_Selected excerpt:_

Other event favorites are expected back.
“We plan on doing the usual,” Wolfgang said. “The dance companies on Sunday, the cheerleading on Friday night. We still are going to be working with the schools and the youth groups that put on the cheerleading.”
“We also plan on having the parade as usual,” Wolfgang said. “Dean was very anxious to make sure that we were going to do that. We get permission through the village to use (Center Street). We also get permission form the Department of Transportation, because we are blocking that street from people using it. Granted that those permissions are OK’d, we plan on having the regular parade starting at 11 o’clock Saturday morning, and we plan on having the usual number of floats. I’ve already had bands contact me, and I haven’t even sent a letter out yet.”
Beltrano said space considerations also have gone into parade planning.
“For us, as far as the parade goes, we can’t control who comes to watch it or how many,” he said. “What our concern would be is how do we have to space out floats? Each unit in the parade, you may have to stand a certain distance apart. For us, that’s what we would be looking at, for what the parade would be.
“I don’t know if the state would mandate barricades along the side of the street, something like that. Our main concern, right now, is if we can have the parade, and how we position our units.”
Beltrano said discussions with the Village of Lewiston are underway.
“Right now, we are in the process of submitting our forms to get permissions for all these things,” he said. “Our plan for everything right now is full steam ahead. We’re planning it as if COVID isn’t even around this year.

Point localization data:
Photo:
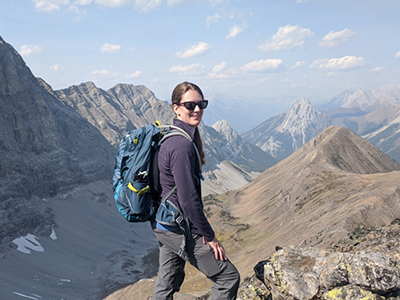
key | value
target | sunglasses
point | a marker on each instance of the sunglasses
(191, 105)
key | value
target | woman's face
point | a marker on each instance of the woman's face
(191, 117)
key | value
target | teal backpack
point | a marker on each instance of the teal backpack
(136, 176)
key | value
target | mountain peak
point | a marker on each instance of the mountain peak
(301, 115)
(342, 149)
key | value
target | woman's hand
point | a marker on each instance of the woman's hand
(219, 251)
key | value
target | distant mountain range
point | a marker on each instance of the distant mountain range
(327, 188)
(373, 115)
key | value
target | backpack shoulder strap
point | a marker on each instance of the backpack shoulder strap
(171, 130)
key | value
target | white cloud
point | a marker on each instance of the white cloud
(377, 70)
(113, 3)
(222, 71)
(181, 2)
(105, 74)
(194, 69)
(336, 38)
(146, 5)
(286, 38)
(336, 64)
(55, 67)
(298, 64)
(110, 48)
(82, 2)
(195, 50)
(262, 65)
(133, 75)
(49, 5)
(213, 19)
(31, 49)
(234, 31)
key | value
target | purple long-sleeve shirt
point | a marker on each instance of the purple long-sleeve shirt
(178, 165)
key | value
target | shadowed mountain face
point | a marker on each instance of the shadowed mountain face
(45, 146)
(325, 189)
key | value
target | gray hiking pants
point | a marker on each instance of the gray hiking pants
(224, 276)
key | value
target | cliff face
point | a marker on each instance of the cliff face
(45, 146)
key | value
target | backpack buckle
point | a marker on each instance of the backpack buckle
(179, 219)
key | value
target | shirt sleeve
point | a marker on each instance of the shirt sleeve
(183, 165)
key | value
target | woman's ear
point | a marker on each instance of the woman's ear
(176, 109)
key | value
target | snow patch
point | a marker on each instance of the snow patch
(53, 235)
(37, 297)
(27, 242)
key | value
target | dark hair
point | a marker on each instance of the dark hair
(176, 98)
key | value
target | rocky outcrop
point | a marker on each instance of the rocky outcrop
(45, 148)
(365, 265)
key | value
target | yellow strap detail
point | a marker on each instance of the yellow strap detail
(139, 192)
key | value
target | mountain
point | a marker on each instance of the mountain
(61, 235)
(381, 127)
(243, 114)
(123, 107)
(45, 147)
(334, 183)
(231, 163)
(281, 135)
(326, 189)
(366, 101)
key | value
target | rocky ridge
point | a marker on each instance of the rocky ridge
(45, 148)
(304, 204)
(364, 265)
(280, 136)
...
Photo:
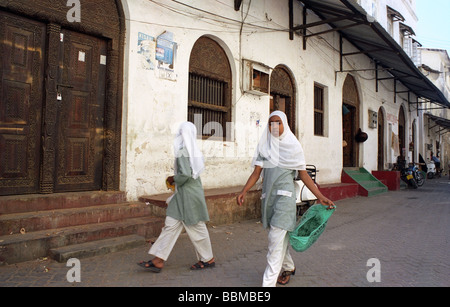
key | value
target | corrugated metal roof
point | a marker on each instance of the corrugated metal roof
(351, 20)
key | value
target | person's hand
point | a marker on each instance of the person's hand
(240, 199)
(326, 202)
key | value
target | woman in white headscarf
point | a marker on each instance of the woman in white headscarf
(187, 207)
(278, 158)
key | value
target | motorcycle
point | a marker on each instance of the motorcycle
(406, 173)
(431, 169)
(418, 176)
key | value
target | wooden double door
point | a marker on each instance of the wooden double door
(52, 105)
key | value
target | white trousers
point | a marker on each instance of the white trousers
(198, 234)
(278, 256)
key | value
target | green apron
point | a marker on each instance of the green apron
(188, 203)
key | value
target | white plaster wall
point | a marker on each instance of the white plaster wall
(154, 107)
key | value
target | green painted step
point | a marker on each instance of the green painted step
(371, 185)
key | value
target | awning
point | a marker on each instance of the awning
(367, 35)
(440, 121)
--
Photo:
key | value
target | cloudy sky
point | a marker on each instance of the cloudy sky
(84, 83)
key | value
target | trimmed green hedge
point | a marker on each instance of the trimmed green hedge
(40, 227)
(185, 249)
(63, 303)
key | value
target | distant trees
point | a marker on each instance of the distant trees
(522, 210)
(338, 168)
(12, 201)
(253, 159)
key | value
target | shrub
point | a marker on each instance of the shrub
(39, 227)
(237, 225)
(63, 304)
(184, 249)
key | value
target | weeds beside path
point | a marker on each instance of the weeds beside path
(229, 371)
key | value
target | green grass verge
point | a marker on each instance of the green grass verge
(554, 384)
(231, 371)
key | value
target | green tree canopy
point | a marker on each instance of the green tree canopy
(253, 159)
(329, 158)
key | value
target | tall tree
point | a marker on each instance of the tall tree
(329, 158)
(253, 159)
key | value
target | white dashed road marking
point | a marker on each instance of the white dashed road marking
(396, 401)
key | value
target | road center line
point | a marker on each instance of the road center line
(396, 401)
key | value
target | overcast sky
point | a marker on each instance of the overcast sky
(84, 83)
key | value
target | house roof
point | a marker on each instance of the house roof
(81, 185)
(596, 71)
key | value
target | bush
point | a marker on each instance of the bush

_Exercise objective:_ From the parade-planning article, retype the passage starting with "Other event favorites" and going on through "into parade planning.".

_Solution to this exercise:_
Other event favorites are expected back.
“We plan on doing the usual,” Wolfgang said. “The dance companies on Sunday, the cheerleading on Friday night. We still are going to be working with the schools and the youth groups that put on the cheerleading.”
“We also plan on having the parade as usual,” Wolfgang said. “Dean was very anxious to make sure that we were going to do that. We get permission through the village to use (Center Street). We also get permission form the Department of Transportation, because we are blocking that street from people using it. Granted that those permissions are OK’d, we plan on having the regular parade starting at 11 o’clock Saturday morning, and we plan on having the usual number of floats. I’ve already had bands contact me, and I haven’t even sent a letter out yet.”
Beltrano said space considerations also have gone into parade planning.